# ОТРЫВОК ДЛЯ ЧТЕНИЯ
>>>

А как понимает своего Фамусова Царев? В беседе с Михаилом Ивановичем, о которой я упомянул, Фамусову было уделено достаточно место. Мне эта часть беседы была особенно интересна не только тем, что сообщила новые краски царевскому толкованию образа, но, что самое главное, помогла по-новому рассмотреть некоторые грани актерской индивидуальности Царева. Если взять за эталон главные партии грибоедовской пьесы, то принято считать, что первая половина жизни Царева на сцене прошла под знаком Чацкого, вторая — Фамусова. На взгляд тех, кто держится этой точки зрения, обращение к Чацкому было вызвано не только тем, как виделись актерские данные Царева театру, но и тем, как виделись они самому актеру. Царев, всю жизнь игравший Чацкого, стал играть Фамусова, и в самом этом факте не было ничего необычного: в соответствующем возрасте Чацкие становятся Фамусовыми — тут у Царева общая с другими актерами стезя, он не первый и не последний. Именно так соответствующие этапы жизни Царева на театре толковались обычно. А как на самом деле?
— Нет-нет, все не так, — сказал Михаил Иванович. — Дело в том, что я начинал как характерный актер, быть может характерный с некоторым комическим уклоном. И видел себя исполнителем ролей, в которых преобладают жанровые краски... Хотелось играть именно Фамусова да, пожалуй, городничего... Привлекала яркость языка, конечно, юмор. Однако театр решил по-иному. Как это часто бывает на театре, решающим оказалось не столько мое видение моей актерской индивидуальности, сколько взгляд театра... Быть может, причиной тому — и это тоже бывает на театре — физический лик, внешние данные. «Погодите, какой там Фамусов, коли природа сотворила его героем-любовником, — Чацкого ему играть!..» Поэтому нынешний ряд моих ролей, вопреки бытующему мнению, определен и тем сокровенным, что лежало в самом начале моей актерской биографии: сбылось мое давнее желание!.. Фамусов! Удивительно удобно чувствую себя в этой роли. Мне было полезно увидеть в Фамусове плеяду актеров необыкновенных — я говорю о Давыдове, Станиславском, Южине. Ближе остальных мне был Давыдов — убедительностью характера, пожалуй, четкостью черт, их ясностью, их близостью народным корням. Не приняв ни одного из исполнителей за образец, я старался видеть в своем сознании всех. Из опыта знаю: в работе над ролью ничто не может дать актеру так много, как авторский текст. Именно постижение текста позволяет до конца понять характер, найти такое решение, которое одарит актера вожделенной глубиной. «Горе от ума» благодарно и в этом смысле — право говорить столь определенно дает мне и опыт режиссерской работы над грибоедовской пьесой, которая идет в Малом театре в моей постановке. Итак, Фамусов. Каким он видится мне? Ну, разумеется, он вскормлен своей средой, по-своему верноподданнической, и намерен служить ей. Однако, в отличие от того же Скалозуба, я бы не отнес Фамусова к тому, что мы зовем опорой режима, — его место на иерархической лестнице достаточно скромно: он всего лишь управляющий казенным местом. В самом лике Фамусова и Фамусовского дома есть что-то от молодого сословия, которое уже тогда заявило о себе достаточно определенно, — я говорю о купечестве. Да и балы, которые дает Фамусов, чем-то смахивают на купеческие — и характер бала, и состав гостей, и, пожалуй, уровень интересов, которые гости обнаруживают, не претендуют на большее. Фамусовым руководит расчет, больше того — дело, то есть как раз те качества, которые были свойственны классу, набирающему силу, — я говорю о купечестве как предшественнике буржуазии...

<<<

# МАТЕРИАЛЫ
>>>

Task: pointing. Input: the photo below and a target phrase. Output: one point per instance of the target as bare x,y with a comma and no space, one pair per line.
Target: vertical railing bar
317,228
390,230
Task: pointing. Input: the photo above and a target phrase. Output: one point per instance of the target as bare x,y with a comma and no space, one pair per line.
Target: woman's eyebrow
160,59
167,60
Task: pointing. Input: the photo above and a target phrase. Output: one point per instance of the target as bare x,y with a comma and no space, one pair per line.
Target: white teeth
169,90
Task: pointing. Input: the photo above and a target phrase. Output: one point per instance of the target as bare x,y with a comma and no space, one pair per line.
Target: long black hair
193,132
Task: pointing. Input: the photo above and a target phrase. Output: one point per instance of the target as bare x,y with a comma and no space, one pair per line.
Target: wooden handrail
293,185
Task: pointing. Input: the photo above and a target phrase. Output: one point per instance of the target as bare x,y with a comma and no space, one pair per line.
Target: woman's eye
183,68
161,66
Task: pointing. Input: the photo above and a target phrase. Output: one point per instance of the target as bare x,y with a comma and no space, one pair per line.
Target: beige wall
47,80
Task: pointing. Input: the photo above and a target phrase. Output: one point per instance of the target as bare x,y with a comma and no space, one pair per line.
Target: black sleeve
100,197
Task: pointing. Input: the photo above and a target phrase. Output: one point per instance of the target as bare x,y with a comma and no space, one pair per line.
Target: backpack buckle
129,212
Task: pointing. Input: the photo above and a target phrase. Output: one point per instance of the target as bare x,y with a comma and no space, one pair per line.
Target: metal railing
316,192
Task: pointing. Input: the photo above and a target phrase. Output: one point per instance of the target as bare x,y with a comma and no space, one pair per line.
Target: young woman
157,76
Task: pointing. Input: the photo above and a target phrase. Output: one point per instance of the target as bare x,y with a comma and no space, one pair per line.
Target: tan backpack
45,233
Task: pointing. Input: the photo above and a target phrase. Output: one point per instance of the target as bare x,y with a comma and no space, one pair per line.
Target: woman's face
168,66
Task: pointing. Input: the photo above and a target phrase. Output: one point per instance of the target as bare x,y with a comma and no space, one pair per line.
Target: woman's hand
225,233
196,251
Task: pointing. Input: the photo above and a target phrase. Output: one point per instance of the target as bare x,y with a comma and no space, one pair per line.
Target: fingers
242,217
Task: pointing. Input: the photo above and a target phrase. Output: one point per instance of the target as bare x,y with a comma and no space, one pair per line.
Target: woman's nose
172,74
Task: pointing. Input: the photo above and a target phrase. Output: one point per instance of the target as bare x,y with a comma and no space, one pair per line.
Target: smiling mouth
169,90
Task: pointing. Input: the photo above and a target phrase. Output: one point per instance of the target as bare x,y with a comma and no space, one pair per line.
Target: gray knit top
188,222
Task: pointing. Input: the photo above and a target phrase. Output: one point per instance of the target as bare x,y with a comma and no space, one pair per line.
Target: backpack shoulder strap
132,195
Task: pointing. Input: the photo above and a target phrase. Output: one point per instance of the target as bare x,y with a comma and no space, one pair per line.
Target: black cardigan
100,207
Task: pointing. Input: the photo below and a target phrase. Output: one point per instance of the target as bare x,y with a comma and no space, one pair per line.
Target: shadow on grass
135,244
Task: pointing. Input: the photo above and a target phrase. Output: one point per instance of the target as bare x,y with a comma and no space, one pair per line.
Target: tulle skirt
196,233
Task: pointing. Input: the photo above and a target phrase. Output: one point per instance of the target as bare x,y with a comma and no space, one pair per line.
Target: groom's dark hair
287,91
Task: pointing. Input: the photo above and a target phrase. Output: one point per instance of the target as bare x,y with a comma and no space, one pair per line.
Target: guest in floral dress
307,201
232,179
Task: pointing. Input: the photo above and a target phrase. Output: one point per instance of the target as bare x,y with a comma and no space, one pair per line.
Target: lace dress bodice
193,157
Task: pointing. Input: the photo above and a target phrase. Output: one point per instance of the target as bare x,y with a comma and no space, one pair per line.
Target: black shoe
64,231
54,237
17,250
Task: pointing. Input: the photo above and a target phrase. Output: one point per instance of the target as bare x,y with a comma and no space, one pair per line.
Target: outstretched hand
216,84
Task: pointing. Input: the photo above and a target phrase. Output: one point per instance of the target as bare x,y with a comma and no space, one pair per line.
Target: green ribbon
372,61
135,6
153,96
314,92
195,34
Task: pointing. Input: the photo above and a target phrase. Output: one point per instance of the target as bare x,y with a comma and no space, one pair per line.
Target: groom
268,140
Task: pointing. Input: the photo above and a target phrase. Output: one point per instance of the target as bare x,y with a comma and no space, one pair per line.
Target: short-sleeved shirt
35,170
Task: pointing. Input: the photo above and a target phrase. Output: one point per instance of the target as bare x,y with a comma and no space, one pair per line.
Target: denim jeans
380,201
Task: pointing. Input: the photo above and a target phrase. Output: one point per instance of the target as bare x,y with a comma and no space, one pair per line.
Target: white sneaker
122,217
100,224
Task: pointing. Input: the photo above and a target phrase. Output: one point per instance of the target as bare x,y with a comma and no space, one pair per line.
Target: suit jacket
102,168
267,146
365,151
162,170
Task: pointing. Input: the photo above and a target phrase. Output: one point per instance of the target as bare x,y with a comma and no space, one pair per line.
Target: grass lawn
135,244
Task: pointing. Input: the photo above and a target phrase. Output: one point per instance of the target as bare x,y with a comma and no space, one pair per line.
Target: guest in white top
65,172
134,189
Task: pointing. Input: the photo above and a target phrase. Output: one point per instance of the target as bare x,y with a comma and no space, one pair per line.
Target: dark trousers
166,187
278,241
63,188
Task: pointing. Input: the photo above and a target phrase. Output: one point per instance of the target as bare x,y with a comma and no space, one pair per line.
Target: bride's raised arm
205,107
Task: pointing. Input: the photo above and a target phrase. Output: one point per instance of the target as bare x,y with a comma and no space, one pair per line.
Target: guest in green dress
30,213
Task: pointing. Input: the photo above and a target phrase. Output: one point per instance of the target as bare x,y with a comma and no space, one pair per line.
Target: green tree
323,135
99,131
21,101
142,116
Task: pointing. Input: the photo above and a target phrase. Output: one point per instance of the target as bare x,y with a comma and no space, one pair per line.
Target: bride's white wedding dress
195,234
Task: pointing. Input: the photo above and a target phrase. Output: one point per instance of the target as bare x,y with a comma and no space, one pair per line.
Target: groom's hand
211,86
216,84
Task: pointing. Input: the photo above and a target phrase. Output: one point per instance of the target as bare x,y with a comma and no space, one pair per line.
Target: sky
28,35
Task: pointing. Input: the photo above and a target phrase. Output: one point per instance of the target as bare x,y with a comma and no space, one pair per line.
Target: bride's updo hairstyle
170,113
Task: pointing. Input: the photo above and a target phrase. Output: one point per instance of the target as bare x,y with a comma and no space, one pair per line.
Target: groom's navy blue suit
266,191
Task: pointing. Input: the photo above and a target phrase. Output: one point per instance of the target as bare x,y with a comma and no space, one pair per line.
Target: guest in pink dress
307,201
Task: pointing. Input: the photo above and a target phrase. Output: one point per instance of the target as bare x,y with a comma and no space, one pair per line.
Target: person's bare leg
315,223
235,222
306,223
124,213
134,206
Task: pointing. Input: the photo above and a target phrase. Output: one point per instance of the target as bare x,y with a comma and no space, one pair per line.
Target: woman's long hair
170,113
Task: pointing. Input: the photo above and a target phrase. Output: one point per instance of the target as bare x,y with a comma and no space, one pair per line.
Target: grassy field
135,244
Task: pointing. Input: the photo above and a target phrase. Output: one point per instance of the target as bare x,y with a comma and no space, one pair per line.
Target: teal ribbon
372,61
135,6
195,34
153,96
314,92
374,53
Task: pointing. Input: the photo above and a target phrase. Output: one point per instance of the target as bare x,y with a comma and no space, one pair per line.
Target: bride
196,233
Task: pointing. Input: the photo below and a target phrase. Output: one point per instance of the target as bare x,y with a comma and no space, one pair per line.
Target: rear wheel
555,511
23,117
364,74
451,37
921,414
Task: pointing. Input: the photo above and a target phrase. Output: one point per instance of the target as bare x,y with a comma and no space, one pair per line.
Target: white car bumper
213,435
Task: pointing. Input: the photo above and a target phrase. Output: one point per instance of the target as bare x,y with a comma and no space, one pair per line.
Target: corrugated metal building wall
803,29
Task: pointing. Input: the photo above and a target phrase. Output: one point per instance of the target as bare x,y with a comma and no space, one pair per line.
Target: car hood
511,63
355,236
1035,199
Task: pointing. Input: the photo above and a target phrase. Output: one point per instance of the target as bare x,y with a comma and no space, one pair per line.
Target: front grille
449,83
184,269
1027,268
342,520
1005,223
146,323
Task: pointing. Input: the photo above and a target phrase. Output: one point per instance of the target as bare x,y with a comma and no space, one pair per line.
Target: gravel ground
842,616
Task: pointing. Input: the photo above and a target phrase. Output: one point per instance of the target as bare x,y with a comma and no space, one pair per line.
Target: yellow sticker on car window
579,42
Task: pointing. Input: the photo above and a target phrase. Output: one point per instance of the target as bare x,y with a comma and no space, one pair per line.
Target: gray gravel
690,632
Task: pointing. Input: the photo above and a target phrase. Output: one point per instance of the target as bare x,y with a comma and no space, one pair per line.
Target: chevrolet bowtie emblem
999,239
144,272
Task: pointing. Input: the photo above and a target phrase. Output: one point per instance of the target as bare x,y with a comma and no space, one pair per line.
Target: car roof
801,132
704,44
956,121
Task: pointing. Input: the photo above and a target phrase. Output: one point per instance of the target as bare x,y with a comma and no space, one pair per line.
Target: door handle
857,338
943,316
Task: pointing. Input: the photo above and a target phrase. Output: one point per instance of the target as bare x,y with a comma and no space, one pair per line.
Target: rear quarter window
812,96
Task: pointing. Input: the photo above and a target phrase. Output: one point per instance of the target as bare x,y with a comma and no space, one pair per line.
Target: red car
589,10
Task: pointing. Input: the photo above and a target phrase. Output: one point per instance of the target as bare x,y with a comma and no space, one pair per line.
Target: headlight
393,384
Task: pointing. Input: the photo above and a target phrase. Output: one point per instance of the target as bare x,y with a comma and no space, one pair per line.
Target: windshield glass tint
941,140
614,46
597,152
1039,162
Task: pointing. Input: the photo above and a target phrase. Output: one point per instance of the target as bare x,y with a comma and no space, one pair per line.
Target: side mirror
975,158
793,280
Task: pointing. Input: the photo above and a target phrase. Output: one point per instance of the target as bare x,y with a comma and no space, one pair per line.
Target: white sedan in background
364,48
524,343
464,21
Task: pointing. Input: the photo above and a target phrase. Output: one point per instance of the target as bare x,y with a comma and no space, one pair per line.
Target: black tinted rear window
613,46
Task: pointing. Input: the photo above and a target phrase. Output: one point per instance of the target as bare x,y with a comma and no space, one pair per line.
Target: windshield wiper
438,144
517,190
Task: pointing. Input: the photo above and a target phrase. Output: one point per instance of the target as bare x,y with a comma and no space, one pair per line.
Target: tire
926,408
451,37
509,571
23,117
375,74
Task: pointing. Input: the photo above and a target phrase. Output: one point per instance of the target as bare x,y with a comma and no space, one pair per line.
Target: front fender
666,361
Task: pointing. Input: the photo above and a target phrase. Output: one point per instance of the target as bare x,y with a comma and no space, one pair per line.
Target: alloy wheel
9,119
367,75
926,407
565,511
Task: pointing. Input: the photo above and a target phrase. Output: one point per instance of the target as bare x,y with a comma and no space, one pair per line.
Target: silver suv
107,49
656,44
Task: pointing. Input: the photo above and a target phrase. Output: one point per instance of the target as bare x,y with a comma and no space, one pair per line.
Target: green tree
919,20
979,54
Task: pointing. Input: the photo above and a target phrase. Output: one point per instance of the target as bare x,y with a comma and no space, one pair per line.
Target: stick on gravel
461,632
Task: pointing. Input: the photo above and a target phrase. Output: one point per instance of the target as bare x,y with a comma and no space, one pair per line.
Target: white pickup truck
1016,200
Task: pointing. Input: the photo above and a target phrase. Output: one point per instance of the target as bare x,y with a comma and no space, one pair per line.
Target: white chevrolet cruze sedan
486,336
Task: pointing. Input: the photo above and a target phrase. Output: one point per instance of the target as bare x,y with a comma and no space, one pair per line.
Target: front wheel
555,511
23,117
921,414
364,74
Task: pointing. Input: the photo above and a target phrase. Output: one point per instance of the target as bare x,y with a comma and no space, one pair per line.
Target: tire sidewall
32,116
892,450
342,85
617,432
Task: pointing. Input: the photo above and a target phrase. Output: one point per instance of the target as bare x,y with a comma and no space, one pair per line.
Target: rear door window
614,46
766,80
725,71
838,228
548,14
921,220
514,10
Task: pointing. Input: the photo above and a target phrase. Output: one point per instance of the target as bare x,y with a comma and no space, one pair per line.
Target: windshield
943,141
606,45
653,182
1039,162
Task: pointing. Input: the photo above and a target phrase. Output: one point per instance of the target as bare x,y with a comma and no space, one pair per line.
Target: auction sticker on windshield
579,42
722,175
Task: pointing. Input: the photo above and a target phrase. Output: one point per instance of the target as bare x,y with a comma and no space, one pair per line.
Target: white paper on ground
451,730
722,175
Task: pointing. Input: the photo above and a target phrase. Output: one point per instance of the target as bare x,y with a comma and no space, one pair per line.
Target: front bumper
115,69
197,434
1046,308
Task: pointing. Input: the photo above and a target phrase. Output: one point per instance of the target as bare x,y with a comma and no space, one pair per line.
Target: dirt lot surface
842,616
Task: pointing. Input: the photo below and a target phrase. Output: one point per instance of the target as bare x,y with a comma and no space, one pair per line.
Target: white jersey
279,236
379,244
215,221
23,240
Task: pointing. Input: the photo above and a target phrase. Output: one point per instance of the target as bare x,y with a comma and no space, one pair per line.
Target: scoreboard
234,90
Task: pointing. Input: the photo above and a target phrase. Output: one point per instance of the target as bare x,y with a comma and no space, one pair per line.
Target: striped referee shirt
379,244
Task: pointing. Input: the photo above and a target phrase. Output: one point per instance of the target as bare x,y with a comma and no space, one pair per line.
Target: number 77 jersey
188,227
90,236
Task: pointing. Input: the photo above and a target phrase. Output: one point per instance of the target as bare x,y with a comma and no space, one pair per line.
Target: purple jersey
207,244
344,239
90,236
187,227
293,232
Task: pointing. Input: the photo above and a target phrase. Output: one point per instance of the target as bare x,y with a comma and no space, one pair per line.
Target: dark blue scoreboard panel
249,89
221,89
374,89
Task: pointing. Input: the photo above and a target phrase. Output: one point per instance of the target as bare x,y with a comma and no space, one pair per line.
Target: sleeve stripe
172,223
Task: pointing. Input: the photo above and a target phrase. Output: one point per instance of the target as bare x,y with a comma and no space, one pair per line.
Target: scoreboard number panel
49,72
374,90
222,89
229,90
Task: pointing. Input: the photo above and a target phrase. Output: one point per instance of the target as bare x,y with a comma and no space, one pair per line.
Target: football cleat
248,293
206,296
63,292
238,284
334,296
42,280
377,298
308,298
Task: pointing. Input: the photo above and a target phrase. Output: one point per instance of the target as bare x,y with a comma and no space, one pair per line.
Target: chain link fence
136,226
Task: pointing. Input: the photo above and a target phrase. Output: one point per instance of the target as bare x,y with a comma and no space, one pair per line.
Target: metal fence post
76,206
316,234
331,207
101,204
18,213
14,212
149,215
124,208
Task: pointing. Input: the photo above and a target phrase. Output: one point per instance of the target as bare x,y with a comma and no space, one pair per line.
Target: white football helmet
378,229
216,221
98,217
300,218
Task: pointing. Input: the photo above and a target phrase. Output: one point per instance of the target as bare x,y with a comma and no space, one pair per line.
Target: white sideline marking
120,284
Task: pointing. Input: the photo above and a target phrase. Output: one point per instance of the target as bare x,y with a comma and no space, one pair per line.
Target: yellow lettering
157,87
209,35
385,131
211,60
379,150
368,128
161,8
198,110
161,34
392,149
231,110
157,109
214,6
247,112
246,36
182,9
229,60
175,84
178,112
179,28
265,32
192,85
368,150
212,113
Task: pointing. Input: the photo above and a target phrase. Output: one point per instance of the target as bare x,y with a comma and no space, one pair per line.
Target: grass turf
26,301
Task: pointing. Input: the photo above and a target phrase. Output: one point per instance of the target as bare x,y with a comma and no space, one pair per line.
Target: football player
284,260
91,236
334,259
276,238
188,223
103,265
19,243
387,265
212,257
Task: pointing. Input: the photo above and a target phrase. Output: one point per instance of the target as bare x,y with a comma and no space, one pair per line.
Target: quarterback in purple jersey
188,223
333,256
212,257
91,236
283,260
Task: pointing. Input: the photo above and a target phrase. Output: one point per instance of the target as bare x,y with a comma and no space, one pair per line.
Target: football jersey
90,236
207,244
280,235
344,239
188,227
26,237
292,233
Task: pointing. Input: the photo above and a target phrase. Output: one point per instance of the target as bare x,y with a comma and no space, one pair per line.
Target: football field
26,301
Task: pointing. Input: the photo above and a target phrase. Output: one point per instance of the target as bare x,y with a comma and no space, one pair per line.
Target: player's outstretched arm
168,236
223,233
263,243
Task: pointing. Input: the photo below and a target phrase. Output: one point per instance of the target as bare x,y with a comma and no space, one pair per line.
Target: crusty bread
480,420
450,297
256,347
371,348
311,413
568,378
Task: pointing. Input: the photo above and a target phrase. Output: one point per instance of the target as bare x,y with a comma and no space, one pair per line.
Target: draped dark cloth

<<<

# ЗАДАНИЯ
[a] Кто из прежних исполнителей Фамусова, по словам Царева в отрывке, был ему ближе остальных?
[b] Продолжите отрывок о Цареве и его Фамусове, начав сразу после последней фразы.
Материалы для работы не понадобятся.

# ОТВЕТЫ ПО ЗАДАНИЯМ
[a] Ближе остальных Цареву был Давыдов.

[b]
«Горе от ума» — одна из пьес, побивших все рекорды долголетия. В самом деле, будучи едва ли не самой первой нашей реалистической пьесой, она и сегодня самая молодая. В чем секрет этой молодости? Тема, что лежит в основе пьесы? Точность характеристик героев, которые являются героями вечными? Необыкновенная меткость языка? Наверно, и одно, и второе, и третье, но важен результат: пьеса и сегодня отстаивает истины, которыми всегда был силен подлинный человек, — совесть. Пьеса сражается со всем темным, что мешает человеку жить: низкопоклонством, лицемерием, со всеми проявлениями подлости, а значит, и зла. Пьесе ненавистно зло, она утверждает добро. Если мы и сегодня говорим: фамусовщина, репетиловщина, молчалинщина, — значит, порок, которому объявил войну автор «Горя от ума», еще не истреблен, с ним надо бороться. Театр тут может сделать много, — по крайней мере, об этом говорит и наш скромный опыт. Нет нужды перекраивать классику, приспосабливая ее к потребностям дня. Когда речь идет о вольном отношении к классике, нередко ссылаются на Мейерхольда. Думаю, что эта ссылка оправданна, если делается с оговорками: не поздний Мейерхольд, а ранний. Опыт моей работы со Всеволодом Эмильевичем, а это относилось ко времени, когда театр имел возможность критически оценить и свои удачи, и в немалой степени просчеты, — опыт этой моей работы с Мейерхольдом свидетельствует: режиссер отнюдь не ратовал за вольное обращение с текстом, при этом спектакль оставался остросовременным...
Мне показалось уместным попросить Михаила Ивановича пояснить свою мысль, скрепив ее рассказом о собственной актерской практике той поры.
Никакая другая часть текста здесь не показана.